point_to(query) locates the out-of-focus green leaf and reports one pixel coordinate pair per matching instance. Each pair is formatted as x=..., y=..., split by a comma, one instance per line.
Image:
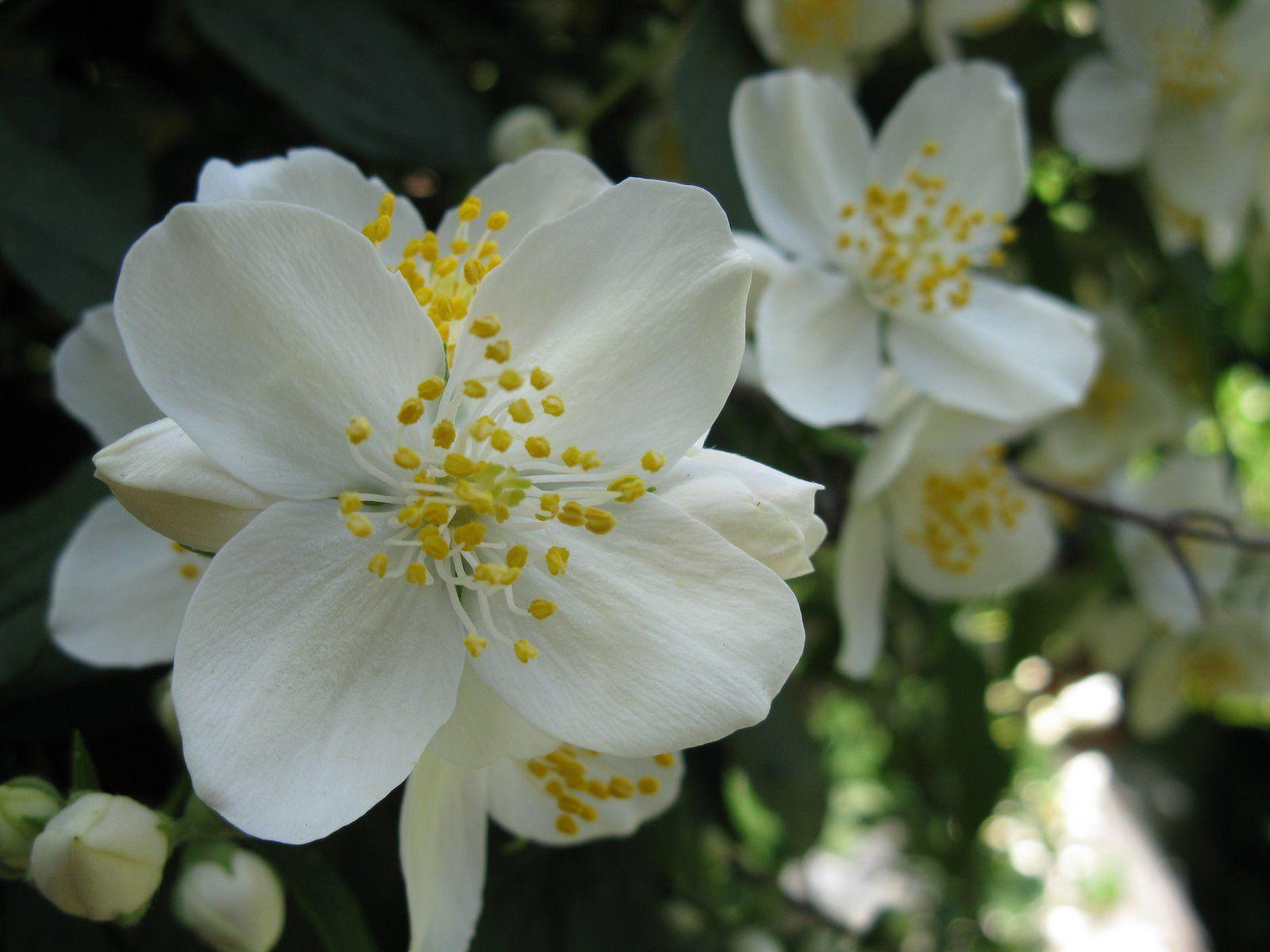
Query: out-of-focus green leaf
x=32, y=537
x=323, y=896
x=356, y=73
x=75, y=194
x=717, y=56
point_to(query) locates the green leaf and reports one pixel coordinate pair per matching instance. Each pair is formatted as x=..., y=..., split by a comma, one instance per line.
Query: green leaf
x=717, y=56
x=83, y=770
x=356, y=73
x=33, y=536
x=75, y=194
x=323, y=896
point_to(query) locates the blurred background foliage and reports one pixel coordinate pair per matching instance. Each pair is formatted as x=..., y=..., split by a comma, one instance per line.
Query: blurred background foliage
x=107, y=113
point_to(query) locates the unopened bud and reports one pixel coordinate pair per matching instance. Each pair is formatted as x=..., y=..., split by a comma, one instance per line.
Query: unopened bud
x=25, y=805
x=232, y=899
x=102, y=857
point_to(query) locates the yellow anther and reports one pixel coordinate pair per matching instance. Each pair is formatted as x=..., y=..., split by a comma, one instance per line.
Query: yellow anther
x=410, y=412
x=622, y=787
x=431, y=389
x=628, y=488
x=469, y=209
x=558, y=559
x=359, y=429
x=406, y=459
x=487, y=327
x=540, y=608
x=459, y=465
x=469, y=536
x=473, y=272
x=600, y=520
x=444, y=435
x=433, y=545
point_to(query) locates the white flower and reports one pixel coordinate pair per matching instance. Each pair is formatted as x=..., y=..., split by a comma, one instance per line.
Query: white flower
x=945, y=22
x=1128, y=408
x=1229, y=657
x=1165, y=99
x=933, y=501
x=591, y=359
x=563, y=797
x=102, y=857
x=233, y=903
x=829, y=36
x=888, y=238
x=120, y=589
x=522, y=130
x=25, y=805
x=1183, y=484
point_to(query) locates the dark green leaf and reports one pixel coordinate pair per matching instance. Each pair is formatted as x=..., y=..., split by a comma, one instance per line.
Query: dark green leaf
x=356, y=73
x=717, y=56
x=323, y=896
x=75, y=194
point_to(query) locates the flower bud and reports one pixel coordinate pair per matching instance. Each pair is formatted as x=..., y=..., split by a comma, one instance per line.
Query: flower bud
x=102, y=857
x=233, y=901
x=25, y=805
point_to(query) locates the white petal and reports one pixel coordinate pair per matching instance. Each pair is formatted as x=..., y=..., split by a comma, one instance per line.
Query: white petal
x=1010, y=559
x=637, y=304
x=666, y=636
x=819, y=353
x=541, y=187
x=94, y=381
x=1013, y=353
x=305, y=687
x=1104, y=114
x=484, y=729
x=175, y=489
x=262, y=328
x=802, y=150
x=444, y=829
x=118, y=593
x=315, y=178
x=520, y=801
x=861, y=589
x=976, y=113
x=761, y=511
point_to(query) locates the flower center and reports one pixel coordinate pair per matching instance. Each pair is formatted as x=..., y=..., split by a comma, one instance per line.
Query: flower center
x=912, y=247
x=579, y=793
x=448, y=512
x=960, y=508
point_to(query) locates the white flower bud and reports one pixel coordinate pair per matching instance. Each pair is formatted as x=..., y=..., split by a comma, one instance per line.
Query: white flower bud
x=233, y=903
x=25, y=805
x=102, y=857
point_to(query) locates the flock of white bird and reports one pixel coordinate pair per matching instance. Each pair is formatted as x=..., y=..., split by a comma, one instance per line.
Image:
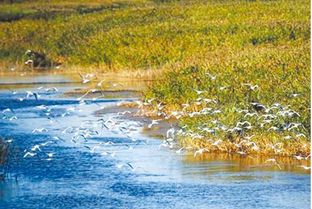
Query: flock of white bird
x=262, y=117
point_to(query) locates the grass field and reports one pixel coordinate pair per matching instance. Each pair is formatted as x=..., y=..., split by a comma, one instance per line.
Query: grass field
x=235, y=52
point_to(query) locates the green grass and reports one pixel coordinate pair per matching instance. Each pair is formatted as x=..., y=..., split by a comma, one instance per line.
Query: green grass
x=265, y=43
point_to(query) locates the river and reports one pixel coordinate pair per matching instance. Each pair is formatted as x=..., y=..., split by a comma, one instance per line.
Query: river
x=79, y=163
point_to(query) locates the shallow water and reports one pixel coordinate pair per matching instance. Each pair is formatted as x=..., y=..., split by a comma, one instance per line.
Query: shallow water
x=123, y=172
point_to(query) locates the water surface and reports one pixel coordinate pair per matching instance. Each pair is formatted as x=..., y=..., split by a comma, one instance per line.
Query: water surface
x=95, y=167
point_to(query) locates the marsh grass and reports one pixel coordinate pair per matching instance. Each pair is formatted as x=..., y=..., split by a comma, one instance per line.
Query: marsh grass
x=264, y=43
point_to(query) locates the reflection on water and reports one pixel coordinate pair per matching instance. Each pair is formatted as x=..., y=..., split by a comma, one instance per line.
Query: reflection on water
x=81, y=175
x=238, y=163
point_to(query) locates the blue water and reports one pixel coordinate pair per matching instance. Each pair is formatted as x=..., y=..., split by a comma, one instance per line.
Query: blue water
x=78, y=177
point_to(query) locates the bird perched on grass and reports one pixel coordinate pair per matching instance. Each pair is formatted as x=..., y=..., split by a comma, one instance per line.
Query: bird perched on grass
x=39, y=60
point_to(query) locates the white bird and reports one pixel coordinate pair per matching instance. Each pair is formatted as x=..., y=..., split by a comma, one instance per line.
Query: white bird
x=298, y=157
x=29, y=154
x=154, y=122
x=199, y=92
x=212, y=77
x=50, y=155
x=7, y=110
x=305, y=167
x=200, y=151
x=85, y=79
x=52, y=89
x=39, y=130
x=35, y=147
x=251, y=87
x=170, y=133
x=273, y=160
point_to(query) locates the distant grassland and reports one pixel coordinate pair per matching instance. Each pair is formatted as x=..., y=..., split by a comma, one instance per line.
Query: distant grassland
x=264, y=43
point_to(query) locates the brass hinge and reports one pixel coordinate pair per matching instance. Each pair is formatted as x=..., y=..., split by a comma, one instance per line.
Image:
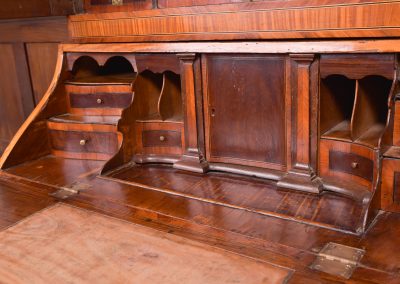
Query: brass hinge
x=338, y=260
x=69, y=191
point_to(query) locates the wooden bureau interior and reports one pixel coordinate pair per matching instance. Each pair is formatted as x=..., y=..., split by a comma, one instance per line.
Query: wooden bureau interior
x=316, y=121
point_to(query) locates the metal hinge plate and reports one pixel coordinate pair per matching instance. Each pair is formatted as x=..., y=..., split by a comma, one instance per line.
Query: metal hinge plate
x=69, y=191
x=338, y=260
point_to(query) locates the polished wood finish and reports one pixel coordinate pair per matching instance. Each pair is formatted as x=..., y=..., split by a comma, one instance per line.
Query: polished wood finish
x=15, y=92
x=106, y=6
x=348, y=162
x=100, y=100
x=303, y=123
x=256, y=133
x=284, y=243
x=29, y=53
x=390, y=185
x=42, y=58
x=159, y=138
x=185, y=3
x=193, y=158
x=358, y=66
x=36, y=30
x=11, y=9
x=143, y=254
x=329, y=19
x=352, y=164
x=84, y=99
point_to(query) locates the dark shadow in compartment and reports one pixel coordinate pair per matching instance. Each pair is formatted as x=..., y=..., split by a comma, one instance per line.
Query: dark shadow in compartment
x=170, y=104
x=147, y=90
x=337, y=97
x=117, y=70
x=371, y=110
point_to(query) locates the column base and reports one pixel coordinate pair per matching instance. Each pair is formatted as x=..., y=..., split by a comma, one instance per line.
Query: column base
x=301, y=181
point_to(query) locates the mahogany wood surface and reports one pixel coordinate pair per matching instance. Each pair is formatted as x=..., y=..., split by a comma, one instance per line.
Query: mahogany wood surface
x=11, y=9
x=42, y=58
x=283, y=242
x=240, y=21
x=128, y=252
x=253, y=107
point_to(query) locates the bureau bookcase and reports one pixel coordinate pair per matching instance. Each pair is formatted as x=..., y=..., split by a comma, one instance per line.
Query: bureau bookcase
x=316, y=120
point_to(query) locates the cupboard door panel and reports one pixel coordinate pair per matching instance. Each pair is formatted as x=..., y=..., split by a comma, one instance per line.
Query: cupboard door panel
x=245, y=109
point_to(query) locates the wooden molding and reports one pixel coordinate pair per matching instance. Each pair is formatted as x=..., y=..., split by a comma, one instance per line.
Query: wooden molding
x=255, y=20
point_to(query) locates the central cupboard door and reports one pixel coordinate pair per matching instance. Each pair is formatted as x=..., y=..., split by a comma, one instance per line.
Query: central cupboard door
x=245, y=110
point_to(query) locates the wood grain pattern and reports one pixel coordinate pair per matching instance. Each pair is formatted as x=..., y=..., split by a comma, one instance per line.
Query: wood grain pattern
x=256, y=47
x=148, y=135
x=285, y=243
x=256, y=139
x=330, y=19
x=358, y=66
x=352, y=164
x=326, y=146
x=38, y=8
x=15, y=92
x=390, y=185
x=48, y=29
x=42, y=58
x=126, y=251
x=105, y=6
x=185, y=3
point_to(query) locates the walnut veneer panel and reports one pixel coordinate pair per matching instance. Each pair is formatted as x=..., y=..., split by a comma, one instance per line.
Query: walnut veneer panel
x=128, y=253
x=245, y=119
x=255, y=20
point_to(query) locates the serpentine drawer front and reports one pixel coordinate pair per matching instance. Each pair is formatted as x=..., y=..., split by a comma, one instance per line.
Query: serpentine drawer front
x=161, y=138
x=100, y=100
x=352, y=164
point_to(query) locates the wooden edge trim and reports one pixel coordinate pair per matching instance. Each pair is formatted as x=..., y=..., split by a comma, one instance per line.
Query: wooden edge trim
x=38, y=109
x=273, y=47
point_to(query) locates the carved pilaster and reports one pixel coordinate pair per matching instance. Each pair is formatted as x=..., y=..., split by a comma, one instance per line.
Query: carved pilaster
x=193, y=159
x=304, y=87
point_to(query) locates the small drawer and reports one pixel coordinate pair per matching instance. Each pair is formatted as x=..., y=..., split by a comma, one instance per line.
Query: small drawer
x=347, y=162
x=100, y=100
x=390, y=188
x=352, y=164
x=161, y=138
x=84, y=142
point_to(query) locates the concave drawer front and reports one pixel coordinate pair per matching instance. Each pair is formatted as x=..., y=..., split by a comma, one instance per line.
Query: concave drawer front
x=161, y=138
x=84, y=142
x=100, y=100
x=245, y=110
x=347, y=161
x=390, y=185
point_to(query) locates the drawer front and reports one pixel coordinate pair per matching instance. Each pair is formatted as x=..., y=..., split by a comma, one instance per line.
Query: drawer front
x=100, y=100
x=161, y=138
x=390, y=188
x=84, y=142
x=352, y=164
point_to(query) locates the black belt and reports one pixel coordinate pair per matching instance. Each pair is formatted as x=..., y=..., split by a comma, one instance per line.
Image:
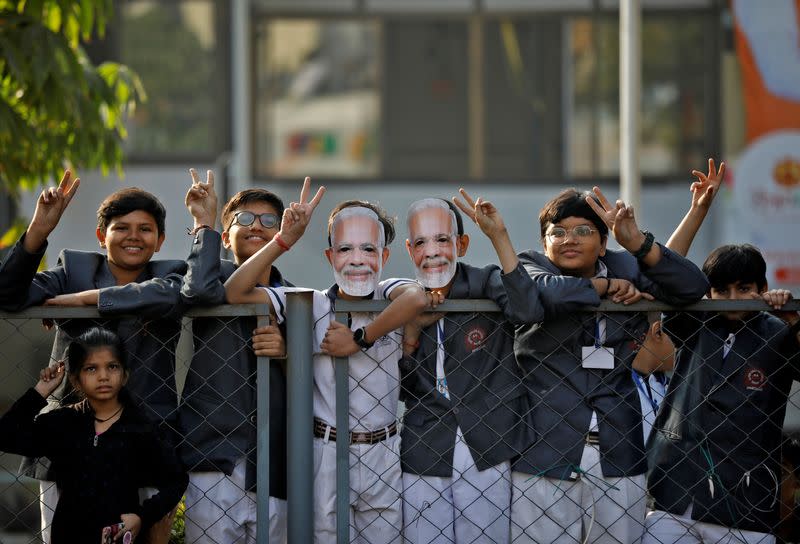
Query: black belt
x=368, y=437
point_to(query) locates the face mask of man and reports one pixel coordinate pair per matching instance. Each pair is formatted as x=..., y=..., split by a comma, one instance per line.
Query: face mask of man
x=356, y=253
x=432, y=242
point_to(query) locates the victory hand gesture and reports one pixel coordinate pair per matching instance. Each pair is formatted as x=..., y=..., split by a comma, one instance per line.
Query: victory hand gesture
x=50, y=207
x=619, y=219
x=49, y=379
x=482, y=212
x=297, y=216
x=707, y=185
x=201, y=199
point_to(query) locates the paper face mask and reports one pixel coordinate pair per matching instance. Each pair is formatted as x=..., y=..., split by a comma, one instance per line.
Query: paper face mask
x=357, y=250
x=432, y=242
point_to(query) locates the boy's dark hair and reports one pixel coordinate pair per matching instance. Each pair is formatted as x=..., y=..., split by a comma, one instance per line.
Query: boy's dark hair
x=570, y=203
x=388, y=222
x=129, y=200
x=457, y=213
x=95, y=338
x=736, y=264
x=248, y=196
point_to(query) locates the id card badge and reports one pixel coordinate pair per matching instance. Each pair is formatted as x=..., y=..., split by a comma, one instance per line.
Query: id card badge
x=598, y=356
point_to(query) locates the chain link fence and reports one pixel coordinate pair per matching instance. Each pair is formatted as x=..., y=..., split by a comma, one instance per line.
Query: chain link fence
x=482, y=446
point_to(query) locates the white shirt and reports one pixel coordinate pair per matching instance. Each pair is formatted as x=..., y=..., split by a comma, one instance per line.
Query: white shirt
x=374, y=374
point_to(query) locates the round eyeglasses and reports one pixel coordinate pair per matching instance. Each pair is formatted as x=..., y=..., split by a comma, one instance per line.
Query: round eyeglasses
x=559, y=234
x=245, y=219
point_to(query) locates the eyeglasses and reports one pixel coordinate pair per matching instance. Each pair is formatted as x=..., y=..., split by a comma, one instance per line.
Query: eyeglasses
x=245, y=219
x=559, y=234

- _Exercise directions_
Copy exactly the lines running from the beginning of the listing through the line that has "point_to(query) locates the green leaf". Drop the pictures.

- _Result_
point_to(query) locates the out-of-focus green leaf and reports one pixel coordinate pair per matching instance. Each pair is formatted as x=..., y=..., split by a comma, one instance per line.
Image:
Query: out-of-focus green leaf
x=32, y=537
x=323, y=896
x=356, y=73
x=75, y=194
x=717, y=56
point_to(query) locates the green leaf and reports one pixel coordinate pair per matching instance. Each pair is formatted as x=..., y=..., split by a comma, one instance per line.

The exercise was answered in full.